**STATED PROBLEM**
Please copy the lines below from the start through the line containing "xmin=532 ymin=263 xmax=589 ymax=365", swapping "Security feed" for "Camera feed" and keeping everything else the same. Leave the pictures out of your copy.

#### INFORMATION SHOWN ####

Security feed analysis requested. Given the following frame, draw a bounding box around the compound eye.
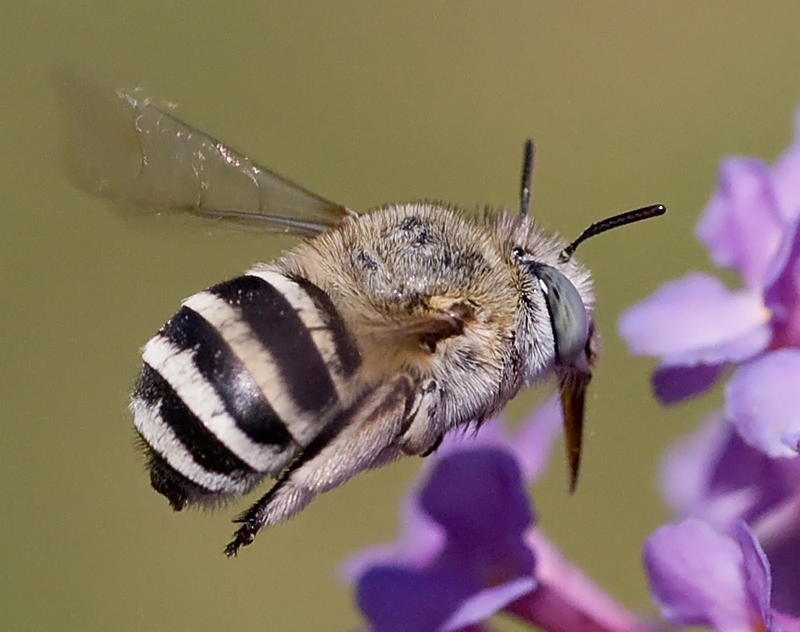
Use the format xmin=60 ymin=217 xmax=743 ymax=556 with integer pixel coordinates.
xmin=532 ymin=263 xmax=589 ymax=365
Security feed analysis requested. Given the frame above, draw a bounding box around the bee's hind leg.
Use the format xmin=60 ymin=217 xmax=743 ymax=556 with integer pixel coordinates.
xmin=225 ymin=376 xmax=412 ymax=557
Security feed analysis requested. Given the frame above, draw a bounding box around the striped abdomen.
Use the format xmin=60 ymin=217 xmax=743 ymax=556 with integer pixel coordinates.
xmin=131 ymin=271 xmax=360 ymax=509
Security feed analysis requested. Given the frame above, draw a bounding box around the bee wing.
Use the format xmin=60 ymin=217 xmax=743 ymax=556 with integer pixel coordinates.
xmin=54 ymin=72 xmax=356 ymax=236
xmin=225 ymin=376 xmax=414 ymax=556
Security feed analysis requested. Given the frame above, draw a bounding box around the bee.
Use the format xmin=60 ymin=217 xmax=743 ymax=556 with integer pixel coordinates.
xmin=57 ymin=77 xmax=665 ymax=556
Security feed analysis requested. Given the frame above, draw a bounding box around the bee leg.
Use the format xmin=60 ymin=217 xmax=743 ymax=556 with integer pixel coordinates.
xmin=420 ymin=434 xmax=444 ymax=457
xmin=397 ymin=380 xmax=442 ymax=456
xmin=225 ymin=376 xmax=413 ymax=557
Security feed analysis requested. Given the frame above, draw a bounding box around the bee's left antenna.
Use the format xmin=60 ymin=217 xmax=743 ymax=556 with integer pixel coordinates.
xmin=519 ymin=138 xmax=533 ymax=215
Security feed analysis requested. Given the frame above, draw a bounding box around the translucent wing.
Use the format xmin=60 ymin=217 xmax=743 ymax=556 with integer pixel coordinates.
xmin=55 ymin=73 xmax=355 ymax=235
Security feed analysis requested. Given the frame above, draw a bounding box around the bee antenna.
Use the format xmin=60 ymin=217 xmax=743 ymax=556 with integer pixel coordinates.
xmin=519 ymin=138 xmax=533 ymax=215
xmin=559 ymin=204 xmax=667 ymax=263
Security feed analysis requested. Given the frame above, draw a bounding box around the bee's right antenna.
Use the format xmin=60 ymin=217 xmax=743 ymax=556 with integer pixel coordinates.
xmin=519 ymin=138 xmax=533 ymax=215
xmin=559 ymin=204 xmax=667 ymax=263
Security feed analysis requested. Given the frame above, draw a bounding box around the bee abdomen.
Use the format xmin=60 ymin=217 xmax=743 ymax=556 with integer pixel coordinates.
xmin=131 ymin=270 xmax=361 ymax=509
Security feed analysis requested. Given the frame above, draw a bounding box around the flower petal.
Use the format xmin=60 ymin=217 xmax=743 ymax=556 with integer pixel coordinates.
xmin=511 ymin=395 xmax=563 ymax=483
xmin=642 ymin=518 xmax=750 ymax=630
xmin=734 ymin=521 xmax=773 ymax=630
xmin=764 ymin=216 xmax=800 ymax=346
xmin=772 ymin=108 xmax=800 ymax=224
xmin=356 ymin=566 xmax=478 ymax=632
xmin=659 ymin=413 xmax=770 ymax=533
xmin=696 ymin=158 xmax=784 ymax=288
xmin=619 ymin=273 xmax=769 ymax=366
xmin=725 ymin=349 xmax=800 ymax=457
xmin=650 ymin=364 xmax=725 ymax=404
xmin=439 ymin=577 xmax=536 ymax=632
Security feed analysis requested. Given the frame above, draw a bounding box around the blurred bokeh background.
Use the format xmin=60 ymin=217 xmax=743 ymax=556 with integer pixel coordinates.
xmin=0 ymin=0 xmax=800 ymax=632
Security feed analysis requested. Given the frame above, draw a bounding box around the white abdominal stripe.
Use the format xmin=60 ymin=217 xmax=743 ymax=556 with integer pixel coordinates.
xmin=131 ymin=271 xmax=360 ymax=509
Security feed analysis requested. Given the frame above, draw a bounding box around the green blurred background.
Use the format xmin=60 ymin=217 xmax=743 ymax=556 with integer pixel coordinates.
xmin=0 ymin=0 xmax=800 ymax=631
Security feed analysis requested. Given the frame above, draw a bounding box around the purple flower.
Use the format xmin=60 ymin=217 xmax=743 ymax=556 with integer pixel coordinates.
xmin=643 ymin=518 xmax=800 ymax=632
xmin=344 ymin=399 xmax=640 ymax=632
xmin=619 ymin=111 xmax=800 ymax=422
xmin=660 ymin=414 xmax=800 ymax=617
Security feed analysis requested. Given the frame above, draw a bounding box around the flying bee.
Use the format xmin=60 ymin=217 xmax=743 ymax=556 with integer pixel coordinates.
xmin=57 ymin=77 xmax=665 ymax=556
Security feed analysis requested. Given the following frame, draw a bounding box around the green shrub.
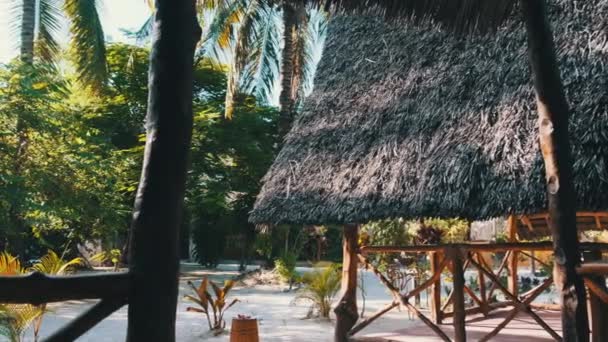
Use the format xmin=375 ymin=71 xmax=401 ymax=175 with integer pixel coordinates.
xmin=294 ymin=264 xmax=342 ymax=319
xmin=274 ymin=252 xmax=298 ymax=289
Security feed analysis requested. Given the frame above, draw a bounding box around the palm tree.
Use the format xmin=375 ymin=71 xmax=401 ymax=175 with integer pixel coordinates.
xmin=9 ymin=0 xmax=107 ymax=254
xmin=127 ymin=0 xmax=201 ymax=342
xmin=13 ymin=0 xmax=107 ymax=86
xmin=132 ymin=0 xmax=326 ymax=120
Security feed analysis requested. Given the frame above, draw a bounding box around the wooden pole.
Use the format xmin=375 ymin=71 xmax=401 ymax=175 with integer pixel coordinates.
xmin=520 ymin=0 xmax=589 ymax=341
xmin=0 ymin=272 xmax=130 ymax=305
xmin=429 ymin=252 xmax=442 ymax=324
xmin=334 ymin=224 xmax=359 ymax=342
xmin=447 ymin=248 xmax=467 ymax=342
xmin=475 ymin=252 xmax=490 ymax=316
xmin=584 ymin=251 xmax=608 ymax=342
xmin=127 ymin=0 xmax=202 ymax=342
xmin=43 ymin=298 xmax=127 ymax=342
xmin=507 ymin=215 xmax=519 ymax=296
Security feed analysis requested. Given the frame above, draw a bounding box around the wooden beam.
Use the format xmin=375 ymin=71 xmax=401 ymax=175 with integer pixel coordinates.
xmin=471 ymin=261 xmax=561 ymax=341
xmin=348 ymin=301 xmax=399 ymax=337
xmin=429 ymin=252 xmax=447 ymax=324
xmin=488 ymin=251 xmax=511 ymax=301
xmin=358 ymin=254 xmax=451 ymax=342
xmin=361 ymin=241 xmax=608 ymax=255
xmin=403 ymin=301 xmax=458 ymax=342
xmin=480 ymin=279 xmax=561 ymax=342
xmin=127 ymin=0 xmax=201 ymax=342
xmin=0 ymin=272 xmax=130 ymax=305
xmin=404 ymin=258 xmax=449 ymax=299
xmin=334 ymin=224 xmax=359 ymax=342
xmin=446 ymin=248 xmax=467 ymax=342
xmin=43 ymin=298 xmax=127 ymax=342
xmin=576 ymin=262 xmax=608 ymax=276
xmin=526 ymin=211 xmax=608 ymax=220
xmin=507 ymin=215 xmax=516 ymax=296
xmin=443 ymin=301 xmax=513 ymax=318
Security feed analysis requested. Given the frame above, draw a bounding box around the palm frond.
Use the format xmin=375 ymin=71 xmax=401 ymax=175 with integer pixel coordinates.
xmin=0 ymin=304 xmax=46 ymax=342
xmin=199 ymin=0 xmax=247 ymax=60
xmin=296 ymin=8 xmax=329 ymax=103
xmin=241 ymin=2 xmax=281 ymax=103
xmin=36 ymin=0 xmax=62 ymax=64
xmin=32 ymin=250 xmax=84 ymax=275
xmin=0 ymin=252 xmax=25 ymax=275
xmin=225 ymin=0 xmax=262 ymax=119
xmin=65 ymin=0 xmax=107 ymax=90
xmin=287 ymin=0 xmax=516 ymax=32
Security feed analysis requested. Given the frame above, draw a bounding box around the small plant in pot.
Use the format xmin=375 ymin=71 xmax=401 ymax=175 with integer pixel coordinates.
xmin=184 ymin=277 xmax=239 ymax=335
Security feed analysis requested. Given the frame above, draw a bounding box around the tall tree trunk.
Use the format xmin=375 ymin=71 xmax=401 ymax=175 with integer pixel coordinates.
xmin=127 ymin=0 xmax=201 ymax=342
xmin=20 ymin=0 xmax=36 ymax=64
xmin=279 ymin=2 xmax=297 ymax=139
xmin=334 ymin=224 xmax=359 ymax=342
xmin=8 ymin=0 xmax=36 ymax=254
xmin=224 ymin=11 xmax=253 ymax=119
xmin=520 ymin=0 xmax=589 ymax=341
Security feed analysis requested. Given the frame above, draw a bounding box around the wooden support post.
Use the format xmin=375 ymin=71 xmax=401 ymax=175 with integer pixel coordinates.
xmin=446 ymin=248 xmax=467 ymax=342
xmin=43 ymin=298 xmax=127 ymax=342
xmin=127 ymin=0 xmax=201 ymax=342
xmin=519 ymin=0 xmax=589 ymax=342
xmin=476 ymin=252 xmax=490 ymax=316
xmin=507 ymin=215 xmax=519 ymax=296
xmin=584 ymin=251 xmax=608 ymax=342
xmin=429 ymin=252 xmax=443 ymax=324
xmin=334 ymin=224 xmax=359 ymax=342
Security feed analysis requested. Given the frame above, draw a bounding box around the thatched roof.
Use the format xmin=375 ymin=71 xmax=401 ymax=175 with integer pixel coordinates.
xmin=251 ymin=0 xmax=608 ymax=224
xmin=286 ymin=0 xmax=517 ymax=32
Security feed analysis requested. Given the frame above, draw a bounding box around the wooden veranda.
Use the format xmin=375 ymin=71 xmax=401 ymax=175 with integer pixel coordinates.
xmin=336 ymin=218 xmax=608 ymax=341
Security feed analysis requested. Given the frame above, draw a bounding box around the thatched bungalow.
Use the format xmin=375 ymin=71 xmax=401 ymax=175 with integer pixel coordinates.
xmin=251 ymin=0 xmax=608 ymax=340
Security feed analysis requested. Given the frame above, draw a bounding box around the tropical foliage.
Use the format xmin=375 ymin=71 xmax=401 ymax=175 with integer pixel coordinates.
xmin=0 ymin=250 xmax=84 ymax=342
xmin=185 ymin=277 xmax=239 ymax=335
xmin=295 ymin=264 xmax=342 ymax=319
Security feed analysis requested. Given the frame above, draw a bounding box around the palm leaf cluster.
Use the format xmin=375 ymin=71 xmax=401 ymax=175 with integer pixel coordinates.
xmin=0 ymin=304 xmax=45 ymax=342
xmin=285 ymin=0 xmax=516 ymax=32
xmin=185 ymin=277 xmax=239 ymax=334
xmin=294 ymin=264 xmax=342 ymax=318
xmin=0 ymin=250 xmax=84 ymax=342
xmin=135 ymin=0 xmax=327 ymax=118
xmin=11 ymin=0 xmax=107 ymax=90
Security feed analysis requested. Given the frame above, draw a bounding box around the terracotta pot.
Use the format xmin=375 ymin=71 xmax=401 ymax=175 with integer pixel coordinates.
xmin=230 ymin=318 xmax=260 ymax=342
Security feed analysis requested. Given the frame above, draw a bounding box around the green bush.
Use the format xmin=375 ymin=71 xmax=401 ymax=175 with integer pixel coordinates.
xmin=274 ymin=252 xmax=298 ymax=288
xmin=294 ymin=264 xmax=342 ymax=319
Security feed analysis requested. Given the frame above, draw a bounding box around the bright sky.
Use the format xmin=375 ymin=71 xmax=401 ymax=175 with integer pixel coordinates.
xmin=0 ymin=0 xmax=150 ymax=63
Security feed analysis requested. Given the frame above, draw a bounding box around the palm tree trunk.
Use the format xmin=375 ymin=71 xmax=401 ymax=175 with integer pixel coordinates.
xmin=224 ymin=13 xmax=253 ymax=119
xmin=127 ymin=0 xmax=201 ymax=342
xmin=279 ymin=3 xmax=297 ymax=139
xmin=520 ymin=0 xmax=589 ymax=341
xmin=8 ymin=0 xmax=36 ymax=254
xmin=20 ymin=0 xmax=36 ymax=64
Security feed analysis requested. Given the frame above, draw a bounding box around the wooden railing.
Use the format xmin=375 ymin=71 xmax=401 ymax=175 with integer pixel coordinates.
xmin=0 ymin=272 xmax=130 ymax=342
xmin=349 ymin=241 xmax=608 ymax=341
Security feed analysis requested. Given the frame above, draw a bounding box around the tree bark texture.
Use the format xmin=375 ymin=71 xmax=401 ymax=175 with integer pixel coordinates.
xmin=127 ymin=0 xmax=201 ymax=342
xmin=520 ymin=0 xmax=589 ymax=341
xmin=334 ymin=224 xmax=359 ymax=342
xmin=19 ymin=0 xmax=36 ymax=64
xmin=279 ymin=2 xmax=297 ymax=138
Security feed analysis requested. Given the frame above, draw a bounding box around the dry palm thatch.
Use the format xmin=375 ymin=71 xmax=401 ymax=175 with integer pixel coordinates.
xmin=287 ymin=0 xmax=517 ymax=32
xmin=251 ymin=0 xmax=608 ymax=224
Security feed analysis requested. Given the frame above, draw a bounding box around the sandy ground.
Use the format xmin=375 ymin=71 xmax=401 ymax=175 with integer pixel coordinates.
xmin=24 ymin=265 xmax=556 ymax=342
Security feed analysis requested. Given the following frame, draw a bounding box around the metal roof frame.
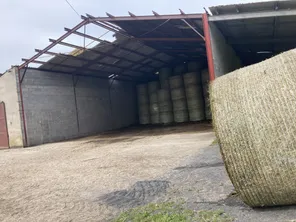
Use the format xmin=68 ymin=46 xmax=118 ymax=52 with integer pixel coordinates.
xmin=18 ymin=10 xmax=205 ymax=82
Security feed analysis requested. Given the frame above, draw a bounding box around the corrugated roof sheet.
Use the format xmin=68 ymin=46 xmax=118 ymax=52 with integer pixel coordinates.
xmin=209 ymin=0 xmax=296 ymax=15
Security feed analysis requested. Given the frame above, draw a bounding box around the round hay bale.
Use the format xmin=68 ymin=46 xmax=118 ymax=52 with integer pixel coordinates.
xmin=158 ymin=101 xmax=173 ymax=112
xmin=137 ymin=84 xmax=148 ymax=95
xmin=150 ymin=113 xmax=160 ymax=124
xmin=149 ymin=92 xmax=158 ymax=103
xmin=174 ymin=110 xmax=189 ymax=123
xmin=139 ymin=104 xmax=149 ymax=116
xmin=139 ymin=115 xmax=150 ymax=125
xmin=210 ymin=50 xmax=296 ymax=207
xmin=150 ymin=103 xmax=159 ymax=115
xmin=159 ymin=67 xmax=172 ymax=89
xmin=171 ymin=88 xmax=186 ymax=100
xmin=183 ymin=72 xmax=201 ymax=85
xmin=188 ymin=109 xmax=205 ymax=121
xmin=173 ymin=63 xmax=187 ymax=75
xmin=173 ymin=99 xmax=187 ymax=111
xmin=187 ymin=62 xmax=201 ymax=72
xmin=159 ymin=112 xmax=174 ymax=124
xmin=157 ymin=89 xmax=171 ymax=102
xmin=201 ymin=69 xmax=212 ymax=120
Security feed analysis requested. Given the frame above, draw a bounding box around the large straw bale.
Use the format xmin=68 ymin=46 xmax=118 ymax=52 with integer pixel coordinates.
xmin=210 ymin=50 xmax=296 ymax=207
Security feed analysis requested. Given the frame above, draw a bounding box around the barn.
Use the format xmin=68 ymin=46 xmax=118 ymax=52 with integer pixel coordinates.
xmin=0 ymin=1 xmax=296 ymax=148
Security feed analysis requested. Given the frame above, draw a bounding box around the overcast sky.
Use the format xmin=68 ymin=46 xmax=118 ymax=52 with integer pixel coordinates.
xmin=0 ymin=0 xmax=264 ymax=73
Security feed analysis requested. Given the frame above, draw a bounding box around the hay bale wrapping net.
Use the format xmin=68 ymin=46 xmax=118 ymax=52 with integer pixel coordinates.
xmin=210 ymin=50 xmax=296 ymax=207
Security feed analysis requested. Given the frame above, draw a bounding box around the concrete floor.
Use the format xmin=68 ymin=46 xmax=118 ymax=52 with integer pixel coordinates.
xmin=0 ymin=124 xmax=296 ymax=222
xmin=0 ymin=124 xmax=214 ymax=221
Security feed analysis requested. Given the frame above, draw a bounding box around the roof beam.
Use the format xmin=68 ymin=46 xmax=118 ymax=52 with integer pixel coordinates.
xmin=136 ymin=37 xmax=204 ymax=42
xmin=90 ymin=13 xmax=202 ymax=22
xmin=182 ymin=19 xmax=205 ymax=41
xmin=82 ymin=15 xmax=168 ymax=64
xmin=128 ymin=11 xmax=137 ymax=17
xmin=19 ymin=18 xmax=89 ymax=69
xmin=22 ymin=58 xmax=47 ymax=65
xmin=227 ymin=37 xmax=296 ymax=45
xmin=209 ymin=9 xmax=296 ymax=22
xmin=66 ymin=31 xmax=160 ymax=68
xmin=50 ymin=39 xmax=151 ymax=74
xmin=152 ymin=10 xmax=160 ymax=16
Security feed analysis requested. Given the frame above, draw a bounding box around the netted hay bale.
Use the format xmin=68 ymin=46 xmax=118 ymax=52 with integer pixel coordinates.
xmin=211 ymin=50 xmax=296 ymax=207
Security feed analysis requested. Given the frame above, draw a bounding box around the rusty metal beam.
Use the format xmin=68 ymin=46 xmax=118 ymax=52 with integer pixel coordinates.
xmin=90 ymin=14 xmax=202 ymax=22
xmin=83 ymin=15 xmax=167 ymax=64
xmin=182 ymin=19 xmax=205 ymax=41
xmin=202 ymin=13 xmax=215 ymax=81
xmin=19 ymin=18 xmax=89 ymax=69
xmin=136 ymin=37 xmax=204 ymax=42
xmin=65 ymin=28 xmax=155 ymax=68
xmin=22 ymin=58 xmax=47 ymax=65
xmin=50 ymin=39 xmax=151 ymax=74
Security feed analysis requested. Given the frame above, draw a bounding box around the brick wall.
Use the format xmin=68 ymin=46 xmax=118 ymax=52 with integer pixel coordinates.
xmin=0 ymin=68 xmax=23 ymax=147
xmin=22 ymin=69 xmax=137 ymax=146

####

**SOLUTION TO THE EXERCISE**
Camera feed analysis requested. Given the following frame, draw a bounding box around the compound eye.
Use the format xmin=60 ymin=217 xmax=743 ymax=556 with integer pixel coordinates.
xmin=532 ymin=263 xmax=589 ymax=365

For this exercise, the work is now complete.